Work instructions: Recast the entries as a numbered list, starting at the line that contains "locate the gravel ground in the photo above" and ending at the final line of the entries, with both ends included and any blank lines left out.

::::

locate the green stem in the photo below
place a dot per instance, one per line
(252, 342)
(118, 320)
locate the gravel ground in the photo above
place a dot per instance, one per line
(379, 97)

::::

Output below:
1. locate the gravel ground in the photo above
2. place a dot per instance, one per line
3. (379, 97)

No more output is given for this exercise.